#### [YOUR GOAL]
Once the line with "Mark a point on each instance of the rocky outcrop" is found in the data, output it and each following line exactly, up to and including the line with "Mark a point on each instance of the exposed", and nothing before or after.

*** Opening SUPPLIED RECORDS ***

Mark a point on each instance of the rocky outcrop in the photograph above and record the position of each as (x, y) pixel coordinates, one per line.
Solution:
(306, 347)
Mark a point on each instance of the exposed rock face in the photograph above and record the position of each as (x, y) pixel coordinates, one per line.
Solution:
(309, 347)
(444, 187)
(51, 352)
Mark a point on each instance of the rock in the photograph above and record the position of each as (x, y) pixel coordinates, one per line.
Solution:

*** Closing SUPPLIED RECORDS ***
*** Opening SUPPLIED RECORDS ***

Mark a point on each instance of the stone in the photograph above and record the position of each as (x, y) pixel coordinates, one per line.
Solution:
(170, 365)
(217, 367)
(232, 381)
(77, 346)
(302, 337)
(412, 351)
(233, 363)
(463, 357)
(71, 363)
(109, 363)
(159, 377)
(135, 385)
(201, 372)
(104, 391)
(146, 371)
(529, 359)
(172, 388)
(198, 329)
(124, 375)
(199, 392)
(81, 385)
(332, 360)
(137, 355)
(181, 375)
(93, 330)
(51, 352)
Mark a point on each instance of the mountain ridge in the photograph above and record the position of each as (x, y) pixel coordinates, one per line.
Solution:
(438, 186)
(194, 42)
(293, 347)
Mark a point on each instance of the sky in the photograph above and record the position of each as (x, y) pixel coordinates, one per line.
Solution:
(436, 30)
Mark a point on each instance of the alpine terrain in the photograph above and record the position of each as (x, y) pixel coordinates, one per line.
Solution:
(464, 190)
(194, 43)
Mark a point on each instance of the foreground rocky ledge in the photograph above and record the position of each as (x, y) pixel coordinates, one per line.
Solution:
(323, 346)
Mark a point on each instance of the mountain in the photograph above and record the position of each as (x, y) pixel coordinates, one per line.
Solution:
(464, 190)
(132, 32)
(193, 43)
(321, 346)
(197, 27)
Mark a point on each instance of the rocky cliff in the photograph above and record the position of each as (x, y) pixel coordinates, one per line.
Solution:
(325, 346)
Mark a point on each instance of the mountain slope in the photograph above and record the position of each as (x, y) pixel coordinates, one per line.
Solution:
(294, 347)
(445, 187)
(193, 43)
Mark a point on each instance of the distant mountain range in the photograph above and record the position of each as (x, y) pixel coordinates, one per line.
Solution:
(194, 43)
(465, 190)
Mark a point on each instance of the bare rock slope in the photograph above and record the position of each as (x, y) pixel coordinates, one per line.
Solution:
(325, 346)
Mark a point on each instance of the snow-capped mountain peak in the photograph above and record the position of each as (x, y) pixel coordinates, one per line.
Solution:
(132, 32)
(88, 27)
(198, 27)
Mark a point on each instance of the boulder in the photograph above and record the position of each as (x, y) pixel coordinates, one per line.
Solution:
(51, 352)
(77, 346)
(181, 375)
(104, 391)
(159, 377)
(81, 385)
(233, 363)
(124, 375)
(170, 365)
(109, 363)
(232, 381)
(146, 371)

*** Closing SUPPLIED RECORDS ***
*** Opening SUPPLIED RECORDS ***

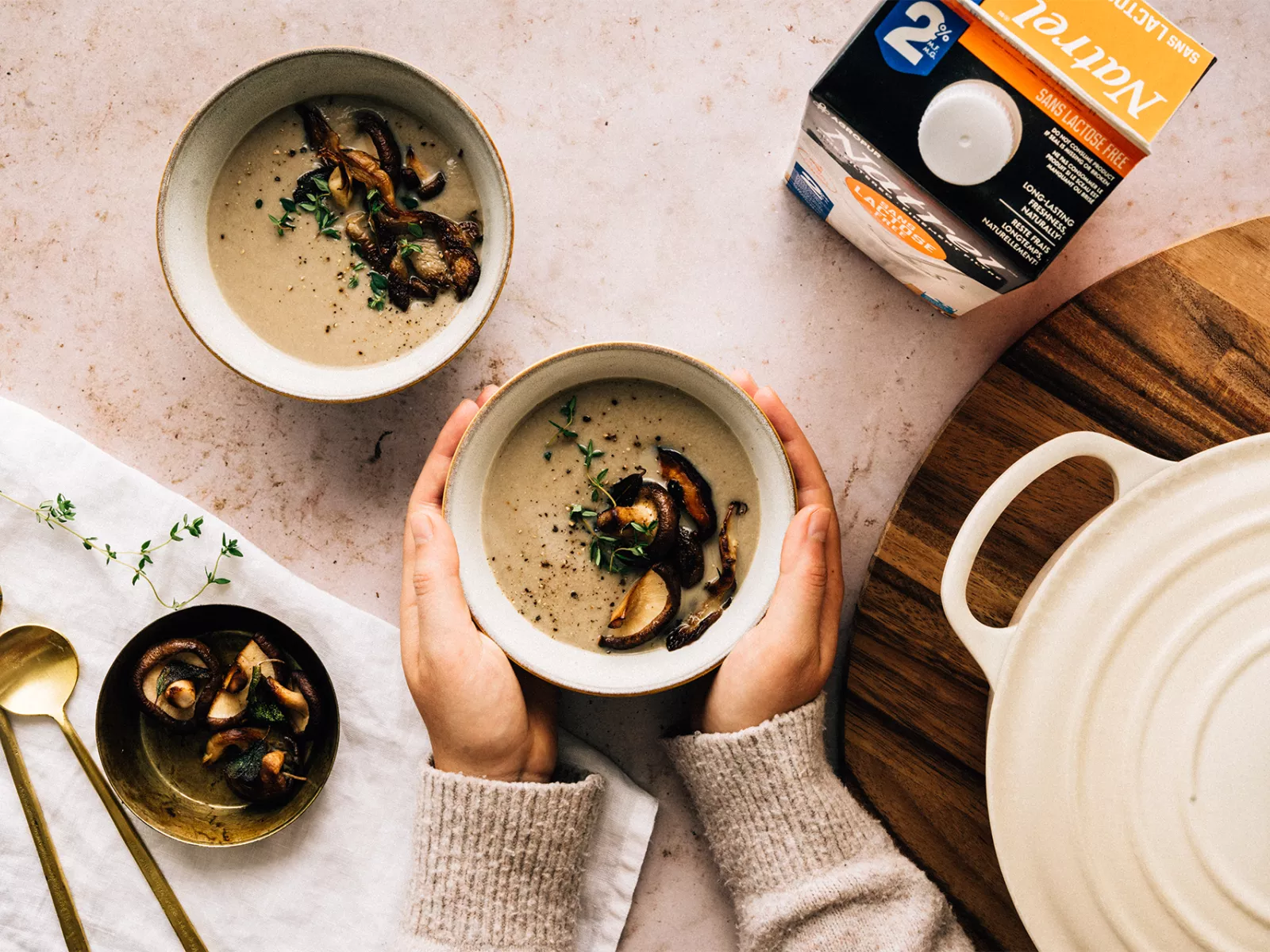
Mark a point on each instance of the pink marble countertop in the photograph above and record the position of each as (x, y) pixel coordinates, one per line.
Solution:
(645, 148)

*** Closing SUPPLIED RECORDS ***

#### [SOLVED EXERCISE]
Mark a point on each instance of the rocky outcrop in the photograph above and record the position of each as (x, y) pixel coordinates, one per line.
Solution:
(306, 347)
Mark a point on each instance of the exposed rock face in the photograph above and record the position of each as (x, y) pixel coordinates, one per line.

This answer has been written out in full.